**Exercise brief**.
Copy out the entries below with each "apron" changed to "smock" and everything else left unchanged. Leave the pictures out of your answer.

**Raw records**.
★ ★ ★ ★ ★

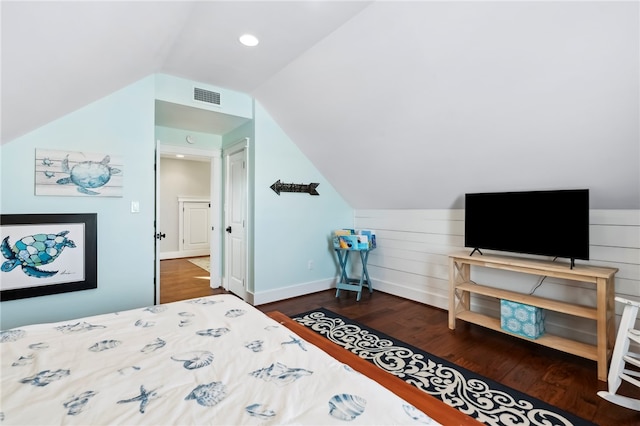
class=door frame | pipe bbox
[154,145,223,304]
[222,137,253,303]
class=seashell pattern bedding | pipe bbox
[0,295,437,426]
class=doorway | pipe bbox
[224,138,248,300]
[155,145,222,303]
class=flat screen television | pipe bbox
[464,189,589,267]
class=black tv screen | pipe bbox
[464,189,589,264]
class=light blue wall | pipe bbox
[252,102,353,295]
[0,76,155,329]
[0,76,353,329]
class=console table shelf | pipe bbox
[449,253,618,381]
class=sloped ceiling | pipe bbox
[1,1,640,209]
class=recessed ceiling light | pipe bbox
[238,34,260,47]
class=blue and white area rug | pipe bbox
[292,308,595,426]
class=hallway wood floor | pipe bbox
[160,259,640,426]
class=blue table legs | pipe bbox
[336,249,373,302]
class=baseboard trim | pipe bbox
[252,278,337,306]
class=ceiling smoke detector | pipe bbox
[238,34,260,47]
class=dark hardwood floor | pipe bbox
[160,259,640,426]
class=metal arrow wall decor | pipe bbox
[270,179,320,195]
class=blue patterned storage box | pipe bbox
[500,299,544,339]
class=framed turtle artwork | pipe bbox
[0,213,98,302]
[34,149,124,197]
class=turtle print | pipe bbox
[0,231,76,278]
[56,155,121,195]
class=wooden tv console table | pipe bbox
[449,253,618,381]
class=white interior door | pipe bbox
[225,147,247,300]
[153,140,160,304]
[182,202,211,255]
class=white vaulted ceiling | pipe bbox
[1,0,640,208]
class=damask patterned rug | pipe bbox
[292,308,595,426]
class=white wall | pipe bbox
[355,209,640,344]
[254,1,640,209]
[158,157,211,259]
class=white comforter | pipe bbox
[0,295,435,425]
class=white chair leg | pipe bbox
[598,297,640,411]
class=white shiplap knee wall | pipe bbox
[355,209,640,344]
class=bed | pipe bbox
[0,294,475,425]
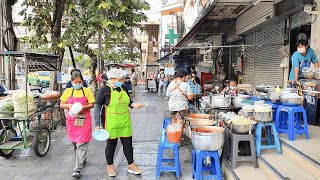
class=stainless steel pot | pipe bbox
[281,88,297,95]
[314,71,320,79]
[302,71,314,79]
[239,109,253,117]
[253,112,273,122]
[280,96,304,105]
[231,95,250,108]
[191,126,224,151]
[211,95,231,108]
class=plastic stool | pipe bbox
[192,149,222,180]
[162,118,172,129]
[256,122,281,156]
[227,131,258,169]
[156,131,180,177]
[276,106,309,141]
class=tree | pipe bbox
[22,0,149,94]
[19,0,67,90]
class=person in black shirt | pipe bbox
[191,71,201,85]
[66,69,88,89]
[94,69,143,177]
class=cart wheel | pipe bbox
[33,127,50,157]
[0,129,17,158]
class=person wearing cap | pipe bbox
[66,68,88,89]
[157,69,165,96]
[221,79,238,95]
[96,73,108,87]
[94,69,142,177]
[167,69,195,145]
[289,39,319,81]
[60,71,94,178]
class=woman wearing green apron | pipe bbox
[94,69,142,177]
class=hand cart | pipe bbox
[0,51,65,157]
[146,64,159,92]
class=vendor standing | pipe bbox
[60,71,94,178]
[167,69,195,145]
[289,40,319,81]
[94,69,142,177]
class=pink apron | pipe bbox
[67,88,92,143]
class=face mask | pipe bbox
[114,82,122,87]
[297,48,306,54]
[72,84,82,90]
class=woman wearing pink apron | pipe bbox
[60,71,94,178]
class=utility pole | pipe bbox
[0,0,17,89]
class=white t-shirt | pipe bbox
[166,81,192,111]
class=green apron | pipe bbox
[105,86,132,139]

★ ★ ★ ★ ★

**Completed exercise**.
class=door frame | pipe bbox
[154,145,223,304]
[222,137,253,303]
class=seashell pattern bedding | pipe bbox
[0,295,437,426]
class=doorway | pipe bbox
[224,138,248,300]
[155,145,222,303]
class=flat screen television | pipe bbox
[464,189,589,267]
class=black tv screen | pipe bbox
[464,189,589,264]
class=light blue wall | pipe bbox
[252,102,353,295]
[0,76,155,329]
[0,76,353,329]
class=console table shelf | pipe bbox
[449,253,618,381]
class=sloped ceiling | pipe bbox
[1,1,640,209]
class=recessed ceiling light | pipe bbox
[238,34,260,47]
class=blue and white area rug | pipe bbox
[292,308,595,426]
class=hallway wood floor | pipe bbox
[160,259,640,426]
class=blue table legs | pipe bbox
[336,249,373,302]
class=baseboard trim | pipe bbox
[252,278,337,306]
class=ceiling smoke detector | pipe bbox
[238,34,260,47]
class=dark hardwood floor | pipe bbox
[160,259,640,426]
class=metal arrow wall decor | pipe bbox
[270,179,320,195]
class=blue patterned storage box | pipe bbox
[500,299,544,339]
class=framed turtle artwork | pipe bbox
[0,213,98,302]
[34,149,124,197]
class=turtle print | pipe bbox
[0,231,76,278]
[56,155,121,195]
class=wooden tv console table | pipe bbox
[449,253,618,381]
class=white interior door | pipe bbox
[225,147,247,300]
[153,140,160,304]
[182,202,211,255]
class=white vaulted ceiling | pipe bbox
[1,0,640,208]
class=damask patterned rug | pipe bbox
[292,308,595,426]
class=white wall | pipe bbox
[355,209,640,344]
[254,1,640,209]
[158,157,211,259]
class=white comforter | pipe bbox
[0,295,435,425]
class=white chair leg | pipe bbox
[598,297,640,411]
class=white shiplap knee wall | pipe bbox
[355,209,640,344]
class=bed | pipe bbox
[0,294,475,425]
class=stainless steel pot | pipe bbox
[281,88,297,95]
[314,71,320,79]
[302,71,314,79]
[239,109,253,117]
[253,112,273,122]
[280,96,304,105]
[231,95,250,108]
[191,126,224,151]
[211,95,231,108]
class=plastic stool | pipe bbox
[192,149,222,180]
[162,118,172,129]
[256,122,281,156]
[227,131,258,169]
[156,131,180,177]
[276,106,309,141]
class=tree | pipe bbox
[22,0,149,94]
[19,0,67,90]
class=person in black shirt | pipe bbox
[191,71,201,85]
[66,69,88,89]
[94,69,143,177]
class=cart wheel | pipe bbox
[33,127,50,157]
[0,129,17,158]
class=person wearing cap | pipe bbox
[66,68,88,89]
[157,69,165,96]
[221,79,238,95]
[96,73,108,87]
[94,69,142,177]
[167,69,195,145]
[289,39,319,81]
[60,71,94,178]
class=woman wearing green smock | pipe bbox
[94,69,142,177]
class=hand cart | pipe bbox
[0,51,65,157]
[146,64,159,92]
class=vendor standing | pipe bbox
[60,71,94,178]
[167,69,195,145]
[289,40,319,81]
[94,69,142,177]
class=pink smock | pipe bbox
[67,88,92,143]
class=face mask | pipe bbox
[114,82,122,87]
[297,48,306,54]
[72,84,82,90]
class=woman wearing pink smock | pipe bbox
[60,71,94,178]
class=utility pole | pipe bbox
[0,0,17,89]
class=white t-shirt | pipe bbox
[166,81,192,111]
class=green smock | pipe bbox
[105,86,132,139]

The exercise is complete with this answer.